## Exercise
All of the entries need to be printed again exactly; pictures are the only thing to omit.

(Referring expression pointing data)

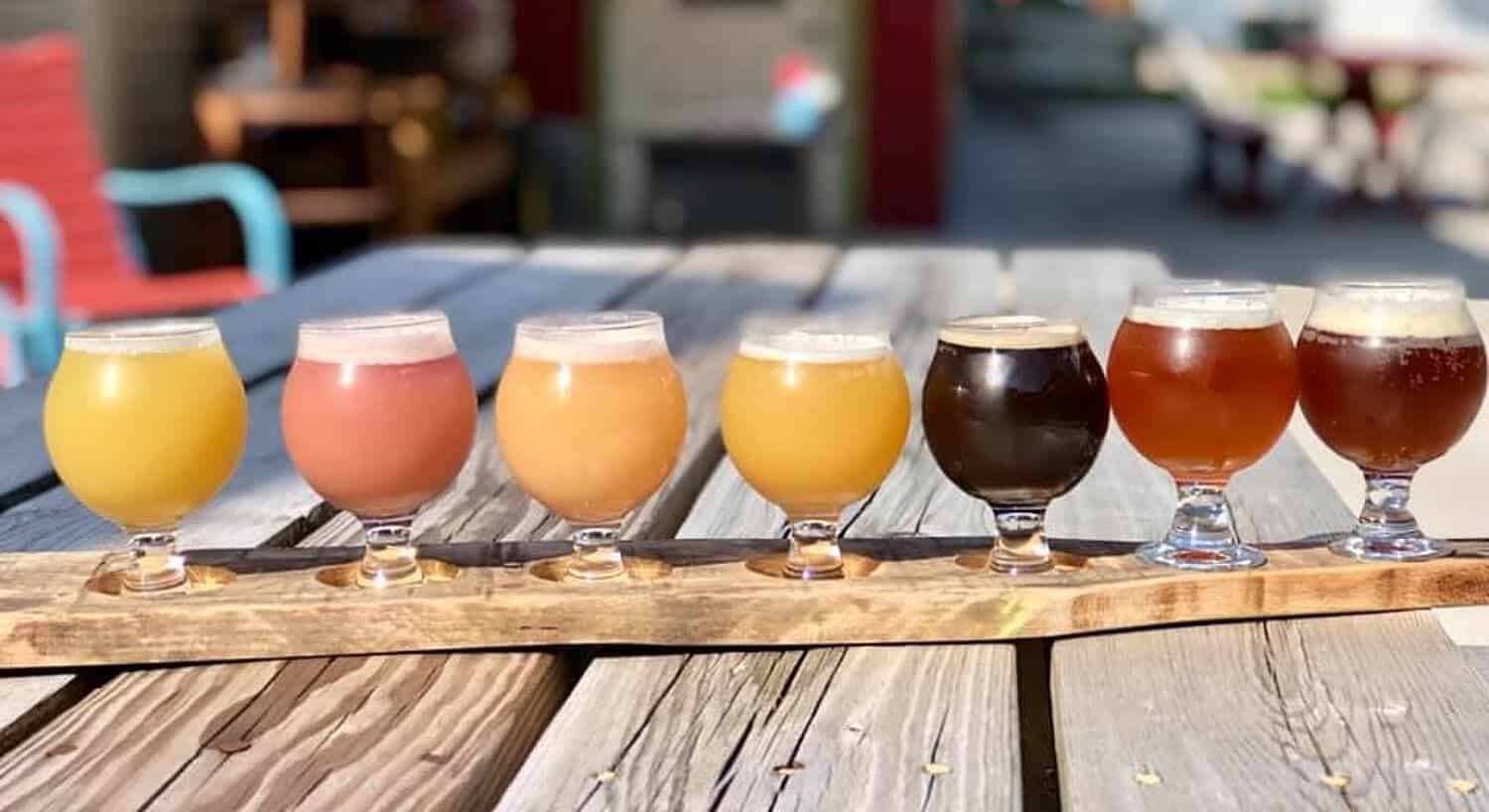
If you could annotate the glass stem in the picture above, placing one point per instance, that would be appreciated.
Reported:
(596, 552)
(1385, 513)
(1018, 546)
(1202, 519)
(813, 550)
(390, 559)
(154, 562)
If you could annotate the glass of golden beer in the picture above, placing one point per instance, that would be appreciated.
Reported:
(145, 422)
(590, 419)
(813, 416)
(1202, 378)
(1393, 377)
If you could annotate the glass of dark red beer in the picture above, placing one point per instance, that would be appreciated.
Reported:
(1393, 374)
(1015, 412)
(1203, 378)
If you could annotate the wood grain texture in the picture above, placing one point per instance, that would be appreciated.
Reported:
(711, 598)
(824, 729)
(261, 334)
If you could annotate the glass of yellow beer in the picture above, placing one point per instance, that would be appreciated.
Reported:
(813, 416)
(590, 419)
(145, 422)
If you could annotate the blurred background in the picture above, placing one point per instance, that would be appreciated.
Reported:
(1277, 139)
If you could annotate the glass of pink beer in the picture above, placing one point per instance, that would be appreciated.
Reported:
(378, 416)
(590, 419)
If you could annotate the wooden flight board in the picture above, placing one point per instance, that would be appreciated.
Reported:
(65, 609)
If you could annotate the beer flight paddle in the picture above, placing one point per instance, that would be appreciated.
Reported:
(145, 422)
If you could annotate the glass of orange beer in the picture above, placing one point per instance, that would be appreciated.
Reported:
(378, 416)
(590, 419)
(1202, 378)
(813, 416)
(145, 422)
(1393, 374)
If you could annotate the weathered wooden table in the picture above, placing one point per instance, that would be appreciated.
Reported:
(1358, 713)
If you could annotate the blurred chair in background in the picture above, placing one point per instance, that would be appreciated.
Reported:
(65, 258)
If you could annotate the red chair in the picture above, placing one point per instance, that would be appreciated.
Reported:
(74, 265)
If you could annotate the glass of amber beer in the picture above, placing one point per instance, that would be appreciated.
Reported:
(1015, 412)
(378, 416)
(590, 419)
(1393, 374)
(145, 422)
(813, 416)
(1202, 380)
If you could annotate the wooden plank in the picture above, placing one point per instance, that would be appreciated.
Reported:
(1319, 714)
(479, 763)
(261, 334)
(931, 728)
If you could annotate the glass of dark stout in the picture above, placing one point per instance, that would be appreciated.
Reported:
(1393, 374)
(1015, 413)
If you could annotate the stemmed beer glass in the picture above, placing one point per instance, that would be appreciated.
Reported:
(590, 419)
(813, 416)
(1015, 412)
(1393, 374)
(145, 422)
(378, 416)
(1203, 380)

## Response to this task
If you could annotate the glass stem in the picture above, placing one point per instance, that would be appreciated.
Reported:
(596, 552)
(1385, 513)
(1018, 546)
(1202, 519)
(813, 550)
(390, 559)
(154, 562)
If you could annotate the glass of golden beer in the picture above, placing one point per instance, that would be appreciated.
Reported:
(145, 422)
(590, 419)
(813, 416)
(1202, 378)
(1393, 377)
If you could annotate the glass of dark red beer in the picture above, placing one point per instance, that would be appreciated.
Reported:
(1393, 374)
(1015, 412)
(1203, 378)
If you could annotate the wood grain texture in the picture above, placing one point per instance, that would be appreciated.
Reported:
(711, 598)
(824, 729)
(261, 334)
If you could annotate the glass of yellow beer in the picture above, placing one point per instance, that would be appreciated.
Reported:
(813, 416)
(590, 419)
(145, 422)
If you could annotate the blurred background in the picture above, placing one point per instance, that would be appreciated.
Reported:
(1277, 139)
If you could annotate the glass of pink beer in the picture above, placing one point per instance, that would be appreciated.
Reported:
(378, 416)
(590, 419)
If you could annotate the wooden flight board in the picture above, placing one point per instance, that would be appreciated.
Reported:
(65, 609)
If you could annotate the beer flight paddle in the picture above, placing one point per instance, that would be appreciated.
Reported:
(145, 422)
If you could annotate the glass of orange beer in the picture above, placing one point per instance, that would be appreciated.
Reported:
(378, 416)
(590, 419)
(1202, 378)
(813, 416)
(145, 422)
(1393, 374)
If you could annotate the weathered wooden table in the picture above, placing one point per instance, that would be appreciated.
Reported:
(1358, 713)
If you could annotate the blurred chair in background in the picture above, placing one point per instance, that would be appreciated.
Reported:
(65, 258)
If you could annotate the red chair in the picture above, placing one point per instance, that would be appreciated.
Reported:
(74, 265)
If you could annotate the glass of amber beer in the picture above, placing one point per instance, that would be appreciated.
Reported:
(1015, 412)
(378, 416)
(590, 419)
(1393, 374)
(145, 422)
(813, 416)
(1202, 380)
If you could annotate the wooden plank in the picture above, placing one point per instance, that would be appreciated.
Reported:
(1319, 714)
(479, 763)
(261, 334)
(931, 728)
If you could annotate the glass of dark stout in the picture above, placing one point per instance, that would be appreciated.
Reported:
(1393, 374)
(1015, 413)
If you could annotate the stemmed beer glass in the picture above, placing one point per instance, that would be appreciated.
Reported:
(590, 419)
(813, 416)
(1015, 412)
(1393, 374)
(145, 422)
(378, 416)
(1203, 380)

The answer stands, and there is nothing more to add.